** Begin ENTRIES SHOWN **
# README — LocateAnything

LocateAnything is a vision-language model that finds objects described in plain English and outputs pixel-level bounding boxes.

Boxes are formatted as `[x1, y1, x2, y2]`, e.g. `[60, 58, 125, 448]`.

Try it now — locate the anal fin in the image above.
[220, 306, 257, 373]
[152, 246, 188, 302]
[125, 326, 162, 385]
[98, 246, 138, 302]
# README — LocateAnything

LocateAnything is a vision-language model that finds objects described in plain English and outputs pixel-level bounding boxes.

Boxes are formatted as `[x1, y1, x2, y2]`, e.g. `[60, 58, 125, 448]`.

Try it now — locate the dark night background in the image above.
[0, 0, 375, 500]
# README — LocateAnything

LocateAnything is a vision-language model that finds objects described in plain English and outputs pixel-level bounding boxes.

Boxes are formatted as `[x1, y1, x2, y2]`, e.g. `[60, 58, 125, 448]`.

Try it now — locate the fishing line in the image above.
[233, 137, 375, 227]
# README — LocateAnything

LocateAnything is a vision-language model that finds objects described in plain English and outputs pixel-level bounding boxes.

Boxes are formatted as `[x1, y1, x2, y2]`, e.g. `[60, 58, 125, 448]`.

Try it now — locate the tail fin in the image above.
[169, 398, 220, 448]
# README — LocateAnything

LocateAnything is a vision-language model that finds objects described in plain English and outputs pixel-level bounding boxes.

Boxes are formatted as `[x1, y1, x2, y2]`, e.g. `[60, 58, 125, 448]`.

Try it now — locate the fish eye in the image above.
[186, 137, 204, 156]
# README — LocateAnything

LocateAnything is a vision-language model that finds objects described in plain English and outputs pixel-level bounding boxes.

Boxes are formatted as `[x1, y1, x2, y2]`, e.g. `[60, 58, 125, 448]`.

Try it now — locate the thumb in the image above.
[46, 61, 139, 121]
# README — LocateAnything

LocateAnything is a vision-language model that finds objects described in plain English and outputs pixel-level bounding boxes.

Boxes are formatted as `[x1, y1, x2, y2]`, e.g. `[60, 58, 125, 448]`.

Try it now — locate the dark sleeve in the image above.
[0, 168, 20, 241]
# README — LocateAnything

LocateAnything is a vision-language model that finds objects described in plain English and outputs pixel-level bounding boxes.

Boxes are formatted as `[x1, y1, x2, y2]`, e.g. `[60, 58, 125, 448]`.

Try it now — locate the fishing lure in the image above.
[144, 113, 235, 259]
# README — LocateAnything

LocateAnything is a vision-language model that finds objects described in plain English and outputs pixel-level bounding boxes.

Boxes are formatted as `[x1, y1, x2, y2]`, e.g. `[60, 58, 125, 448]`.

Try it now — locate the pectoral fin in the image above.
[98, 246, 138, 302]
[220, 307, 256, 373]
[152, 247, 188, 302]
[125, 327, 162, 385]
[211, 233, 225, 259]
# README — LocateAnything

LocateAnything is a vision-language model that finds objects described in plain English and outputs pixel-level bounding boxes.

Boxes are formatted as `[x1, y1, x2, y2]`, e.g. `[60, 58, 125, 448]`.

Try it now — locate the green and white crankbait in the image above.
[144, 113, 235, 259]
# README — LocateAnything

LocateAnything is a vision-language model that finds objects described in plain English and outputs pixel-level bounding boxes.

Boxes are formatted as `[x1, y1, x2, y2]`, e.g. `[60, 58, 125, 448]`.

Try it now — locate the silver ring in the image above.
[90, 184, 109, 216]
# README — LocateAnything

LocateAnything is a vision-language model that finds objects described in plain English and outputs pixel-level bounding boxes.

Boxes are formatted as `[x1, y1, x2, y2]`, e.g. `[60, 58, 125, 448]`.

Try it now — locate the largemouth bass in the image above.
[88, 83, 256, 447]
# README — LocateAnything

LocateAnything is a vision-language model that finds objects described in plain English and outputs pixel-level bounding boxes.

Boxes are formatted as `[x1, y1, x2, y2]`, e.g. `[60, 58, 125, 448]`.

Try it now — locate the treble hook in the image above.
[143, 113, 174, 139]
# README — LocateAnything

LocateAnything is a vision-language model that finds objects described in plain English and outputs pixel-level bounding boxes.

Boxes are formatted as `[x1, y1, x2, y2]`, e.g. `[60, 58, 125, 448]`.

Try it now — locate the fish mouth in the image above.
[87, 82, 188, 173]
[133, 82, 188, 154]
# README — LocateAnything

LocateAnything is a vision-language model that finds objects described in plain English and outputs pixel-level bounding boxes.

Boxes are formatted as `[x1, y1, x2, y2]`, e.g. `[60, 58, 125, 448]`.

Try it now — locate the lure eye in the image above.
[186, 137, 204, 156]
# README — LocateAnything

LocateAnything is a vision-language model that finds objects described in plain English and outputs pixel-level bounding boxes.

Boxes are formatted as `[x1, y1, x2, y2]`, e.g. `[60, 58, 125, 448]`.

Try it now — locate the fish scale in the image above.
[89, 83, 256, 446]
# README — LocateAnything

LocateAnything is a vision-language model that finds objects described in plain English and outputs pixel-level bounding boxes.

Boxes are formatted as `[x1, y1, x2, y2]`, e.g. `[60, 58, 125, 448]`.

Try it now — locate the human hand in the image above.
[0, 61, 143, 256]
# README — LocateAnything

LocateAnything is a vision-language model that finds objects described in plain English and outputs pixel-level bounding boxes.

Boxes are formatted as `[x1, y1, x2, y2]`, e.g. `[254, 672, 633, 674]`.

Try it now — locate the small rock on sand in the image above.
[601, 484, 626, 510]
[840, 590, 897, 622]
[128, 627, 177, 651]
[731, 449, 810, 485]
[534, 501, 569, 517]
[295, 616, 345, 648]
** End ENTRIES SHOWN **
> EXERCISE REQUIREMENTS: Present every line of the records above as a numbered list, omitting the blank lines.

> RESULT OF THIS TASK:
1. # README — LocateAnything
2. LocateAnything is a vision-language model that finds objects described in plain English and outputs pixel-level bounding boxes.
3. Boxes are formatted as `[x1, y1, x2, y2]`, e.g. `[60, 58, 125, 448]`.
4. Try it now — locate the anal fin in the image above.
5. [220, 306, 257, 373]
6. [152, 246, 188, 302]
7. [125, 326, 162, 385]
8. [98, 246, 138, 302]
9. # README — LocateAnything
10. LocateAnything is a vision-language model that finds objects described in plain English and outputs pixel-level bounding boxes.
11. Boxes are formatted as `[x1, y1, x2, y2]`, e.g. `[60, 58, 125, 448]`.
12. Try it now — locate the dark night background in the image above.
13. [0, 0, 375, 500]
14. # README — LocateAnything
15. LocateAnything is a vision-language model that finds objects described in plain English and outputs pixel-level bounding boxes.
16. Boxes are formatted as `[x1, y1, x2, y2]`, e.g. `[60, 58, 125, 448]`.
17. Try it now — locate the fishing line in the image above.
18. [233, 137, 375, 227]
19. # README — LocateAnything
20. LocateAnything is a vision-language model that finds objects described in plain English and outputs pixel-level bounding boxes.
21. Boxes are formatted as `[x1, y1, x2, y2]`, e.g. `[60, 58, 125, 448]`.
22. Try it now — locate the tail fin in the image above.
23. [169, 398, 220, 448]
24. # README — LocateAnything
25. LocateAnything is a vision-language model that finds objects described in plain English and outputs pixel-level bounding boxes.
26. Boxes are formatted as `[x1, y1, x2, y2]`, e.g. `[60, 58, 125, 448]`.
27. Try it now — locate the fish eye in the image above.
28. [186, 137, 204, 156]
29. # README — LocateAnything
30. LocateAnything is a vision-language model that finds objects described in plain English and outputs pixel-level bounding boxes.
31. Boxes are formatted as `[x1, y1, x2, y2]`, e.g. `[60, 58, 125, 448]`.
32. Try it now — locate the thumb in the image above.
33. [46, 61, 139, 121]
34. # README — LocateAnything
35. LocateAnything is a vision-language model that finds objects described in plain English and outputs pixel-level bounding boxes.
36. Boxes are formatted as `[x1, y1, x2, y2]`, e.g. `[60, 58, 125, 448]`.
37. Try it now — locate the dark sleeve in the image above.
38. [0, 168, 20, 241]
39. # README — LocateAnything
40. LocateAnything is a vision-language model that finds objects described in plain English and outputs pixel-level bounding boxes.
41. Boxes are formatted as `[x1, y1, x2, y2]`, e.g. `[60, 58, 125, 448]`.
42. Try it now — locate the fishing lure in the image above.
43. [144, 113, 235, 259]
44. # README — LocateAnything
45. LocateAnything is a vision-language model that finds objects described in plain English and outputs pixel-level bounding boxes.
46. Boxes are formatted as `[x1, y1, x2, y2]`, e.g. `[60, 58, 125, 448]`.
47. Try it now — locate the pectoral fin in the image above.
48. [98, 246, 138, 302]
49. [220, 307, 256, 373]
50. [152, 247, 188, 302]
51. [125, 327, 162, 385]
52. [211, 233, 225, 259]
53. # README — LocateAnything
54. LocateAnything is a vision-language model that finds objects described in plain English and outputs pixel-level bounding boxes.
55. Boxes are formatted as `[x1, y1, x2, y2]`, e.g. `[60, 58, 125, 448]`.
56. Try it now — locate the green and white crankbait in the image above.
57. [144, 113, 235, 259]
58. # README — LocateAnything
59. LocateAnything is a vision-language model that finds objects described in plain English and outputs pixel-level bounding boxes.
60. Boxes are formatted as `[x1, y1, x2, y2]`, e.g. `[60, 58, 125, 448]`.
61. Try it now — locate the silver ring in the image above.
62. [90, 184, 109, 216]
63. # README — LocateAnything
64. LocateAnything is a vision-language model that finds objects described in plain English and outputs pixel-level bounding boxes.
65. Boxes are formatted as `[x1, y1, x2, y2]`, e.g. `[60, 58, 125, 448]`.
66. Try it now — locate the largemouth bass in the image above.
67. [88, 83, 256, 447]
68. # README — LocateAnything
69. LocateAnything is a vision-language model that finds objects described in plain English and outputs pixel-level bounding boxes.
70. Boxes are formatted as `[x1, y1, x2, y2]`, e.g. `[60, 58, 125, 448]`.
71. Try it now — locate the treble hook in the image above.
72. [143, 113, 174, 139]
73. # README — LocateAnything
74. LocateAnything is a vision-language model that finds objects described in plain English and outputs pixel-level bounding boxes.
75. Boxes are formatted as `[x1, y1, x2, y2]`, e.g. `[60, 58, 125, 448]`.
76. Try it now — locate the fish mouth in the image above.
77. [87, 82, 188, 173]
78. [133, 82, 188, 154]
79. # README — LocateAnything
80. LocateAnything is a vision-language model that finds objects described in plain English and outputs pixel-level bounding boxes.
81. Boxes are formatted as `[x1, y1, x2, y2]`, e.g. `[60, 58, 125, 448]`.
82. Try it now — locate the lure eye in the image above.
83. [186, 137, 204, 156]
84. # README — LocateAnything
85. LocateAnything is a vision-language model that finds objects described in plain English and outputs pixel-level bounding boxes.
86. Boxes are formatted as `[x1, y1, x2, y2]`, e.g. `[60, 58, 125, 448]`.
87. Try it now — locate the fish scale in the image above.
88. [89, 83, 256, 446]
89. # README — LocateAnything
90. LocateAnything is a vision-language model that finds objects described in plain English and outputs pixel-level bounding boxes.
91. Boxes are formatted as `[x1, y1, x2, y2]`, e.g. `[60, 58, 125, 448]`.
92. Try it now — locate the human hand in the image above.
93. [0, 61, 143, 256]
94. # README — LocateAnything
95. LocateAnything is a vision-language model that finds objects described in plain English and outputs pixel-level bounding boxes.
96. Boxes are formatted as `[x1, y1, x2, y2]`, e.g. `[254, 672, 633, 674]`.
97. Try it now — locate the small rock on sand in the image above.
98. [601, 484, 626, 510]
99. [840, 590, 897, 622]
100. [128, 627, 177, 651]
101. [731, 449, 810, 485]
102. [534, 501, 569, 517]
103. [295, 616, 345, 648]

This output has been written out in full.